Job:
Retype all of the data below without changing a single character, and leave the pictures out of your copy.
>> START
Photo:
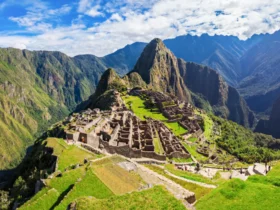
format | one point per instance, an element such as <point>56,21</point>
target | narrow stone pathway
<point>191,181</point>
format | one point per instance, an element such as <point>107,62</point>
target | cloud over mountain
<point>100,27</point>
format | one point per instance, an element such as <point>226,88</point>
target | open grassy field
<point>44,202</point>
<point>257,193</point>
<point>182,160</point>
<point>138,107</point>
<point>68,155</point>
<point>74,155</point>
<point>58,145</point>
<point>68,178</point>
<point>188,175</point>
<point>197,189</point>
<point>156,198</point>
<point>90,185</point>
<point>239,195</point>
<point>192,150</point>
<point>158,146</point>
<point>117,179</point>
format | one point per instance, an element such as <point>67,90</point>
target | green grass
<point>158,147</point>
<point>90,185</point>
<point>68,178</point>
<point>68,155</point>
<point>188,175</point>
<point>275,170</point>
<point>239,195</point>
<point>153,199</point>
<point>192,139</point>
<point>182,160</point>
<point>197,189</point>
<point>45,202</point>
<point>35,197</point>
<point>73,155</point>
<point>140,111</point>
<point>257,193</point>
<point>208,125</point>
<point>192,150</point>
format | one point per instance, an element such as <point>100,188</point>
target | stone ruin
<point>174,110</point>
<point>120,131</point>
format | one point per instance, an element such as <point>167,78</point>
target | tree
<point>4,200</point>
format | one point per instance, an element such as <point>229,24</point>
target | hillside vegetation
<point>258,192</point>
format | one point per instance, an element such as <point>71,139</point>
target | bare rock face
<point>162,71</point>
<point>271,126</point>
<point>158,67</point>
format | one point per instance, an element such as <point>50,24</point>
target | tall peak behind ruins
<point>158,67</point>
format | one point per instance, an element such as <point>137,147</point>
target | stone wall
<point>129,152</point>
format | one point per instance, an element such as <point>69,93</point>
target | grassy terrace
<point>258,193</point>
<point>198,190</point>
<point>140,111</point>
<point>155,198</point>
<point>188,175</point>
<point>68,155</point>
<point>158,146</point>
<point>89,186</point>
<point>208,124</point>
<point>193,152</point>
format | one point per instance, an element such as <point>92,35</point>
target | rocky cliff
<point>158,69</point>
<point>161,70</point>
<point>38,88</point>
<point>271,126</point>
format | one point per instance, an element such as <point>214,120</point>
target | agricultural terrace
<point>155,198</point>
<point>197,189</point>
<point>68,154</point>
<point>264,193</point>
<point>139,109</point>
<point>119,180</point>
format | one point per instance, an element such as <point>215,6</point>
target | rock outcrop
<point>162,71</point>
<point>271,126</point>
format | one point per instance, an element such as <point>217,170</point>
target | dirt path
<point>191,181</point>
<point>154,178</point>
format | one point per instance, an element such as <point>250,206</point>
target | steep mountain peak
<point>158,67</point>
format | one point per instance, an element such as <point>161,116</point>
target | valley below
<point>156,132</point>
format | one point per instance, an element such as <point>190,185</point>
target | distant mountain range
<point>158,69</point>
<point>251,66</point>
<point>37,88</point>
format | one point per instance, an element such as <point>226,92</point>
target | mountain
<point>123,60</point>
<point>242,64</point>
<point>158,69</point>
<point>221,53</point>
<point>271,126</point>
<point>38,88</point>
<point>261,73</point>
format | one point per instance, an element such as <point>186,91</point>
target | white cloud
<point>129,21</point>
<point>90,8</point>
<point>37,14</point>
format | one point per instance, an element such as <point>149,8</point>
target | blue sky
<point>101,26</point>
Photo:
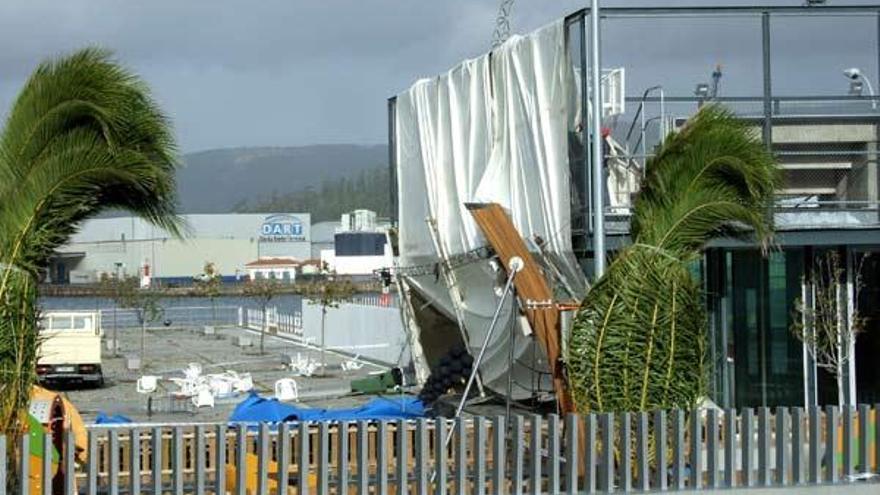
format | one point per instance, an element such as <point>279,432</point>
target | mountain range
<point>243,179</point>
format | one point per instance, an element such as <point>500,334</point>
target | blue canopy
<point>260,409</point>
<point>113,419</point>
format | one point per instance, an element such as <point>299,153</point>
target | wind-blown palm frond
<point>639,338</point>
<point>83,135</point>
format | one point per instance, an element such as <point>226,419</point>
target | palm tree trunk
<point>115,333</point>
<point>323,345</point>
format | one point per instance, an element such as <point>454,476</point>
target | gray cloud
<point>274,72</point>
>> END
Result of this task:
Photo:
format | one point per instance, an element such as <point>56,21</point>
target | narrow stone pathway
<point>191,181</point>
format | one point per instance, an element such as <point>107,62</point>
target | cloud over mountain
<point>100,27</point>
format | one point per instance, an element such as <point>226,88</point>
target | open grassy field
<point>44,202</point>
<point>257,193</point>
<point>182,160</point>
<point>138,107</point>
<point>68,155</point>
<point>74,155</point>
<point>58,145</point>
<point>68,178</point>
<point>188,175</point>
<point>197,189</point>
<point>156,198</point>
<point>90,185</point>
<point>239,195</point>
<point>192,150</point>
<point>158,146</point>
<point>117,179</point>
format | one point per instance, an element such as <point>67,90</point>
target | green grass
<point>158,147</point>
<point>90,185</point>
<point>68,178</point>
<point>68,155</point>
<point>188,175</point>
<point>275,170</point>
<point>239,195</point>
<point>153,199</point>
<point>192,139</point>
<point>182,160</point>
<point>197,189</point>
<point>45,202</point>
<point>35,197</point>
<point>73,155</point>
<point>140,111</point>
<point>257,193</point>
<point>208,125</point>
<point>192,150</point>
format | one point per instance, an element such as <point>100,188</point>
target | stone ruin
<point>174,110</point>
<point>120,131</point>
format | one point per instance, an element such as <point>167,78</point>
target | tree
<point>4,200</point>
format | one point per instance, an element such as <point>229,24</point>
target | hillside vegetation
<point>258,192</point>
format | one point per instance, an element such as <point>71,139</point>
target | bare rock face
<point>162,71</point>
<point>271,126</point>
<point>158,67</point>
format | one point per instance, an element such as <point>50,24</point>
target | tall peak behind ruins
<point>158,67</point>
format | one point per instance, an element such as <point>137,147</point>
target | stone wall
<point>129,152</point>
format | one point per instance, an element such as <point>69,93</point>
target | grassy terrace
<point>258,193</point>
<point>198,190</point>
<point>140,111</point>
<point>155,198</point>
<point>188,175</point>
<point>68,155</point>
<point>158,146</point>
<point>89,186</point>
<point>208,124</point>
<point>193,152</point>
format | one point per instance, an element such as <point>92,35</point>
target | rocky cliff
<point>158,69</point>
<point>161,70</point>
<point>38,88</point>
<point>271,126</point>
format | one point per instance, an element such as <point>214,120</point>
target | agricultural terrace
<point>155,198</point>
<point>197,189</point>
<point>68,154</point>
<point>264,193</point>
<point>139,109</point>
<point>119,180</point>
format | one point per instance, an element such as <point>215,6</point>
target | rock outcrop
<point>162,71</point>
<point>271,126</point>
format | one point per instance, an element such as <point>217,170</point>
target | dirt path
<point>191,181</point>
<point>154,178</point>
format | one point per instance, an element such as <point>250,206</point>
target | steep mountain peak
<point>158,67</point>
format | one point per instance, an element such as <point>161,116</point>
target | valley below
<point>156,132</point>
format | one point per instance, an element such as <point>190,185</point>
target | distant mountain range
<point>158,69</point>
<point>251,66</point>
<point>37,88</point>
format | one point per instance, an element such as <point>226,92</point>
target | mountain
<point>123,60</point>
<point>242,64</point>
<point>158,69</point>
<point>221,53</point>
<point>271,126</point>
<point>38,88</point>
<point>261,73</point>
format | one point per instance, an element such as <point>186,91</point>
target | white cloud
<point>129,21</point>
<point>90,8</point>
<point>37,14</point>
format | one point per instance, an element such as <point>149,8</point>
target | blue sky
<point>101,26</point>
Photo:
format | one point per instance, an element such as <point>279,432</point>
target | mountain range
<point>243,179</point>
format | one point per instance, an element such as <point>500,334</point>
target | blue canopy
<point>260,409</point>
<point>113,419</point>
format | one point per instance, an element such as <point>299,153</point>
target | wind-blown palm frond
<point>639,338</point>
<point>83,135</point>
format | one point per instance, an element such as <point>226,419</point>
target | palm tree trunk
<point>115,333</point>
<point>323,345</point>
format | one point per instance, an element such as <point>454,476</point>
target | gray cloud
<point>274,72</point>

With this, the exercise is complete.